**Problem to work on:**
Everything from the line holding "Point out the bench armrest, one" through the final line of the entries below is to be duplicated exactly, and nothing outside that span.

___ Provided material

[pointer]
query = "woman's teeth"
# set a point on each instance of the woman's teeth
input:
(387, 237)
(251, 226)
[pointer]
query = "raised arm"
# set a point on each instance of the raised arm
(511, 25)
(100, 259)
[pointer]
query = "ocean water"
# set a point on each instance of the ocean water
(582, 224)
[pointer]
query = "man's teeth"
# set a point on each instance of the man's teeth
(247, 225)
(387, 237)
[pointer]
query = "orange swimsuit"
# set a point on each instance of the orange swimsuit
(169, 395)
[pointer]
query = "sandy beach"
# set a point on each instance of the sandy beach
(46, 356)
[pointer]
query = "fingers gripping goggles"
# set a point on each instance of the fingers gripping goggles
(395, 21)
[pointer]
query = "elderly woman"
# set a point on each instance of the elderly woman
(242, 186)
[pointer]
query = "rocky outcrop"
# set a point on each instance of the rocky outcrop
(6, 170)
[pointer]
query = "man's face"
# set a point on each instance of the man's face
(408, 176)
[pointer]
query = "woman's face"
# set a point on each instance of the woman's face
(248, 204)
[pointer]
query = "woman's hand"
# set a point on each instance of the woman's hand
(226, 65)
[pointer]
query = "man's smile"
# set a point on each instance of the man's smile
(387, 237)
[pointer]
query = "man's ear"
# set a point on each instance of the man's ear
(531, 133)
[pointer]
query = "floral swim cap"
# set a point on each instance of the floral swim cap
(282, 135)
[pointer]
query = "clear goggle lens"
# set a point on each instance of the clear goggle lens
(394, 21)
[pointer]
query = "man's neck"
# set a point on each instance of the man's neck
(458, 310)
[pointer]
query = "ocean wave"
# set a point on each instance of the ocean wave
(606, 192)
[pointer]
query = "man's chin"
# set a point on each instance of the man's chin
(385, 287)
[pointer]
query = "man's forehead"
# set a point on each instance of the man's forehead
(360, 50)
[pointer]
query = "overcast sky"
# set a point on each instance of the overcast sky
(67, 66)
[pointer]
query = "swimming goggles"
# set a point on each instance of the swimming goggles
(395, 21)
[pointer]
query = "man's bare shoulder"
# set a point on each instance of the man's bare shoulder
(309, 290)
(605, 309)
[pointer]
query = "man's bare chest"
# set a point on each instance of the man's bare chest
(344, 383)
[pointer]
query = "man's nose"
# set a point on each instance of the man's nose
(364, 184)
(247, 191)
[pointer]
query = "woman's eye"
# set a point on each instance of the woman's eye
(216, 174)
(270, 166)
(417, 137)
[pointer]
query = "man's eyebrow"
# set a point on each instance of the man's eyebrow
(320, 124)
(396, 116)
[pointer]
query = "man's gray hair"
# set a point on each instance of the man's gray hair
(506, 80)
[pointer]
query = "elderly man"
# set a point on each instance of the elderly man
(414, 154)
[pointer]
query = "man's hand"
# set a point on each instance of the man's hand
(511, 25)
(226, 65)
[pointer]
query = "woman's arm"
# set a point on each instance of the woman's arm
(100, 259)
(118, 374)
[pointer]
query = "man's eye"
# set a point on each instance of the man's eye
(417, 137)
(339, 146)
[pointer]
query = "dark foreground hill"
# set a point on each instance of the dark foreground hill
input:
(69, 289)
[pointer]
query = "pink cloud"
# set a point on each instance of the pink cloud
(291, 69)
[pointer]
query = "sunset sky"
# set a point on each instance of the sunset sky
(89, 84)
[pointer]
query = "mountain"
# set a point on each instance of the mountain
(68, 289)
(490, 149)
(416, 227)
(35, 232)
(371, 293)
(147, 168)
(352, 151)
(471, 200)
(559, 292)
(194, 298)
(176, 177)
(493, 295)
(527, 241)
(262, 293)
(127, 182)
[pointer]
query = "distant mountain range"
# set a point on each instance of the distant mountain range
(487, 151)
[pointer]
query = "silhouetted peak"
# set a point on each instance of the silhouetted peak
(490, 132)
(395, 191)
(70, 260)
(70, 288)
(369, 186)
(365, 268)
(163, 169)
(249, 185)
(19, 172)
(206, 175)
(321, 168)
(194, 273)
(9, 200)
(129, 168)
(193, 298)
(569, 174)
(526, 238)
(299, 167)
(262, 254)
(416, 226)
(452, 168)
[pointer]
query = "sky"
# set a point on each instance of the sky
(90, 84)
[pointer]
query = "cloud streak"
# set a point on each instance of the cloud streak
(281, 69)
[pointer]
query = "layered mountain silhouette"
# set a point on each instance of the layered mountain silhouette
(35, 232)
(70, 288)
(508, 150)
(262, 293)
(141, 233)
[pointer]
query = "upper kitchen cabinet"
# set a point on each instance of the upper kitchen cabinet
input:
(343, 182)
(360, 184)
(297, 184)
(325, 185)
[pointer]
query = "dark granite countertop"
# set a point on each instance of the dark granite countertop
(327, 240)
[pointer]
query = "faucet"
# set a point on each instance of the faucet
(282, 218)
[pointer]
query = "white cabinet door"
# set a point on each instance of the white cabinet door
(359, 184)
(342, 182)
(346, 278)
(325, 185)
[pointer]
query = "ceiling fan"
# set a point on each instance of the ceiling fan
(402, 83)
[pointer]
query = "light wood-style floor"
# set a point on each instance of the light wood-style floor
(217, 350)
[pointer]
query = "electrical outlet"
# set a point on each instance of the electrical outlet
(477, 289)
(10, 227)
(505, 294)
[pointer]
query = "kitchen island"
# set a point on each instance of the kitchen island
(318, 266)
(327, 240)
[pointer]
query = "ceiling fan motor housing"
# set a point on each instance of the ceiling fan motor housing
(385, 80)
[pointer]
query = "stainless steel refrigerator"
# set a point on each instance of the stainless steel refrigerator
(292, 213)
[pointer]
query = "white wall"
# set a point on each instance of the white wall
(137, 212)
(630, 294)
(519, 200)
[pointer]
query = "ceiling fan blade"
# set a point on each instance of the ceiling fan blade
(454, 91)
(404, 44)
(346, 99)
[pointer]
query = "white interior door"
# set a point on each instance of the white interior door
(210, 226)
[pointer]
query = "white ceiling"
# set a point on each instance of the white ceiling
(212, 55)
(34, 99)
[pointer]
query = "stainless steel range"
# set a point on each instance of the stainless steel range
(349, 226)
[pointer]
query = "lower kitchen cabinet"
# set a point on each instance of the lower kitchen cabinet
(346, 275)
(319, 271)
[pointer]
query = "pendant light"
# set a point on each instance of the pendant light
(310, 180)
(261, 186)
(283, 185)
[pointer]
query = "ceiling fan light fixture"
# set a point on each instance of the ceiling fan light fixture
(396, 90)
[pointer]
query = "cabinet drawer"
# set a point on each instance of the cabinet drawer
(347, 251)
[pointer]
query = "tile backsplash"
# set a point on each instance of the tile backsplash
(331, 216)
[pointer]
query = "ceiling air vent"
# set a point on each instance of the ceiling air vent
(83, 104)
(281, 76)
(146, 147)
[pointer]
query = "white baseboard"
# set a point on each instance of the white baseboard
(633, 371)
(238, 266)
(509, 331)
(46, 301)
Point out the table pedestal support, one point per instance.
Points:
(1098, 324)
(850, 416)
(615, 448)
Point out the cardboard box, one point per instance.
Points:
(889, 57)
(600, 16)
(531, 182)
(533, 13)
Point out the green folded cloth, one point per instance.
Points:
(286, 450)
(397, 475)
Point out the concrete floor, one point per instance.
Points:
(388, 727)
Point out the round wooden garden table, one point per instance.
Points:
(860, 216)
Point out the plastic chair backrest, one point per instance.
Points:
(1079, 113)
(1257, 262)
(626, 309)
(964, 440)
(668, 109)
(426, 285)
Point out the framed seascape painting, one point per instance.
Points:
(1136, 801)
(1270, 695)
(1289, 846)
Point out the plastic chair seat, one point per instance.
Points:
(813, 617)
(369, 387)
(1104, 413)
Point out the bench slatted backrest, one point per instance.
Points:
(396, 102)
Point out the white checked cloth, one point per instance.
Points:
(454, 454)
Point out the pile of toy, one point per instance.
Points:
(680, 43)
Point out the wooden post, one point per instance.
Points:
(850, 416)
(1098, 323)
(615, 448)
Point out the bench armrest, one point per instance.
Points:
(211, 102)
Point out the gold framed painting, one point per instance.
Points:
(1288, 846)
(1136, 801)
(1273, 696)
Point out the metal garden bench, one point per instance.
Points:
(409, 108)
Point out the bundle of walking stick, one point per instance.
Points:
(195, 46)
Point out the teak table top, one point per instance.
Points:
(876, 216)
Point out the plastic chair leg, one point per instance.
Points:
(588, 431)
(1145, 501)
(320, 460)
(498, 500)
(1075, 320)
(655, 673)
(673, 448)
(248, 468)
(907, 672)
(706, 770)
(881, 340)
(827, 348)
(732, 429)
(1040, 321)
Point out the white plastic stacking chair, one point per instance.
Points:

______

**Exercise result:**
Point out the bench armrest, one point per instance.
Points:
(211, 102)
Point out the gold framed painting, one point per instance.
Points:
(1288, 846)
(1136, 801)
(1273, 696)
Point out the metal garden bench, one point per instance.
Points:
(409, 108)
Point out the bundle of walking stick, one point per instance.
Points:
(195, 46)
Point out the teak table top, one point per instance.
Points:
(876, 216)
Point out the plastic chair leg, one point per instance.
Points:
(588, 431)
(1145, 501)
(320, 460)
(498, 500)
(1075, 320)
(655, 673)
(673, 448)
(248, 468)
(907, 672)
(706, 770)
(881, 340)
(827, 348)
(732, 429)
(1040, 321)
Point out the white plastic stacking chair, one point per instance.
Points:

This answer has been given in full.